Fragment wywiadu ▸
_ _ _

Masz już jakiś plan?
Czekam, aż powstanie Centrum Sztuki Włączającej. Tam będzie stała siedziba Teatru 21, a także miejsce integrujące i wspierające osoby z różnymi niepełnosprawnościami. Będą tam organizowane spotkania, wystawy, warsztaty, wykłady. Wierzę, że Maja będzie mogła się spełniać jako artystka. Na remont tego miejsca Fundacja Teatr 21 od lat zbiera pieniądze.
Sprawdź też: Omenaa Mensah dzięki pomaganiu odnalazła miłość: „I to jest dla mnie największa nagroda”
Maja mogłaby żyć samodzielnie?
Nie, dużo potrafi zrobić sama, ale jest bardzo ufna, boję się, że ktoś mógłby to wykorzystać. Na razie bałaby się sama mieszkać. Nie chce jeszcze spróbować przenieść się na jakiś czas do mieszkania treningowego, gdzie młodzież uczy się samodzielności. Musi do tej decyzji dojrzeć. Potrzebuje wsparcia w codziennych czynnościach, w przemieszczaniu się po mieście itp.
Pogodziłaś się z tym, że Twoje dziecko jest inne?
Nie wiem. Nauczyłam się żyć z tą świadomością. Maja daje nam dużo radości, ciepła i empatii. W trudnych chwilach wspiera swoim optymizmem. Jest uzależniona ode mnie, taty, siostry i znajomych i tak już będzie zawsze.
[...]
Podporządkowałaś Mai życie?

_ _ _

Wycinek danych ▸

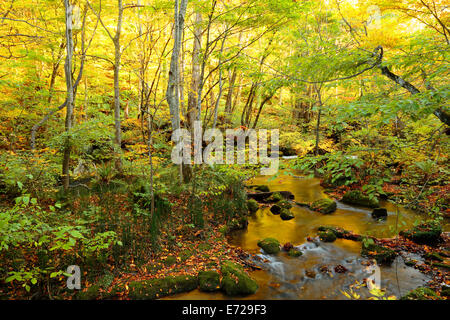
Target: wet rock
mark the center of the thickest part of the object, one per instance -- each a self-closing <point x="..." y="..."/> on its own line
<point x="379" y="213"/>
<point x="157" y="288"/>
<point x="286" y="214"/>
<point x="325" y="206"/>
<point x="275" y="209"/>
<point x="209" y="281"/>
<point x="358" y="198"/>
<point x="327" y="236"/>
<point x="288" y="246"/>
<point x="236" y="281"/>
<point x="294" y="253"/>
<point x="310" y="274"/>
<point x="421" y="293"/>
<point x="382" y="255"/>
<point x="252" y="205"/>
<point x="426" y="233"/>
<point x="340" y="269"/>
<point x="269" y="245"/>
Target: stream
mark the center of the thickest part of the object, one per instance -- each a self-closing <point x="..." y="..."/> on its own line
<point x="285" y="277"/>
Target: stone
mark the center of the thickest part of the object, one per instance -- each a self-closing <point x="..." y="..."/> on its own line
<point x="325" y="206"/>
<point x="358" y="198"/>
<point x="379" y="213"/>
<point x="269" y="245"/>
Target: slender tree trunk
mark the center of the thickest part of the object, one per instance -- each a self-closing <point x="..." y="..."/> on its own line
<point x="70" y="94"/>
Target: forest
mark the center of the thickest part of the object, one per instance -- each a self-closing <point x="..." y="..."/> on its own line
<point x="224" y="149"/>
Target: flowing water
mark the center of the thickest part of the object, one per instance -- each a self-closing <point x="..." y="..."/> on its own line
<point x="287" y="277"/>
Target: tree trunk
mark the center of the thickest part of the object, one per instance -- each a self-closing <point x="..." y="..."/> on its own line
<point x="70" y="95"/>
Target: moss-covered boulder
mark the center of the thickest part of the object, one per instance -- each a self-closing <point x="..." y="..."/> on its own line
<point x="425" y="233"/>
<point x="275" y="197"/>
<point x="235" y="281"/>
<point x="209" y="281"/>
<point x="294" y="253"/>
<point x="262" y="188"/>
<point x="286" y="214"/>
<point x="382" y="255"/>
<point x="358" y="198"/>
<point x="252" y="205"/>
<point x="275" y="209"/>
<point x="327" y="236"/>
<point x="269" y="245"/>
<point x="325" y="206"/>
<point x="379" y="213"/>
<point x="157" y="288"/>
<point x="421" y="293"/>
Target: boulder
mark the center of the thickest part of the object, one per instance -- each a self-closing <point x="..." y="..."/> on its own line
<point x="379" y="213"/>
<point x="358" y="198"/>
<point x="286" y="214"/>
<point x="325" y="206"/>
<point x="421" y="293"/>
<point x="275" y="209"/>
<point x="157" y="288"/>
<point x="426" y="233"/>
<point x="269" y="245"/>
<point x="327" y="236"/>
<point x="252" y="205"/>
<point x="382" y="255"/>
<point x="209" y="281"/>
<point x="236" y="281"/>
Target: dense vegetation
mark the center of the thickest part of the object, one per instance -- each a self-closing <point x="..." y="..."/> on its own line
<point x="91" y="92"/>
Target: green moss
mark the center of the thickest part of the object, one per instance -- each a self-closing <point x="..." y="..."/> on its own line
<point x="275" y="197"/>
<point x="170" y="260"/>
<point x="294" y="253"/>
<point x="269" y="245"/>
<point x="421" y="293"/>
<point x="285" y="214"/>
<point x="236" y="281"/>
<point x="252" y="205"/>
<point x="425" y="233"/>
<point x="325" y="206"/>
<point x="157" y="288"/>
<point x="358" y="198"/>
<point x="262" y="188"/>
<point x="209" y="281"/>
<point x="379" y="253"/>
<point x="327" y="236"/>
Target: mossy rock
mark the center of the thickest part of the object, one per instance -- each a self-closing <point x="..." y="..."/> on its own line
<point x="94" y="291"/>
<point x="275" y="197"/>
<point x="269" y="245"/>
<point x="382" y="255"/>
<point x="157" y="288"/>
<point x="204" y="247"/>
<point x="294" y="253"/>
<point x="286" y="214"/>
<point x="325" y="206"/>
<point x="237" y="224"/>
<point x="327" y="236"/>
<point x="445" y="291"/>
<point x="275" y="209"/>
<point x="170" y="260"/>
<point x="262" y="188"/>
<point x="379" y="213"/>
<point x="284" y="204"/>
<point x="209" y="281"/>
<point x="421" y="293"/>
<point x="337" y="231"/>
<point x="235" y="281"/>
<point x="425" y="233"/>
<point x="252" y="205"/>
<point x="358" y="198"/>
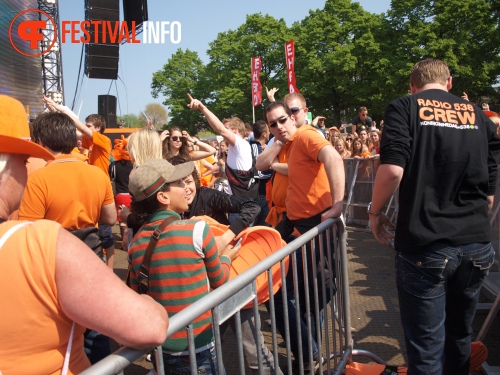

_ _ _

Twoje zadanie ▸ Wymień wszystkie rodzaje wydarzeń, które według fragmentu wywiadu będą organizowane w Centrum Sztuki Włączającej. Wiersze nie są tu do niczego potrzebne.

Wynik ▸ spotkania, wystawy, warsztaty, wykłady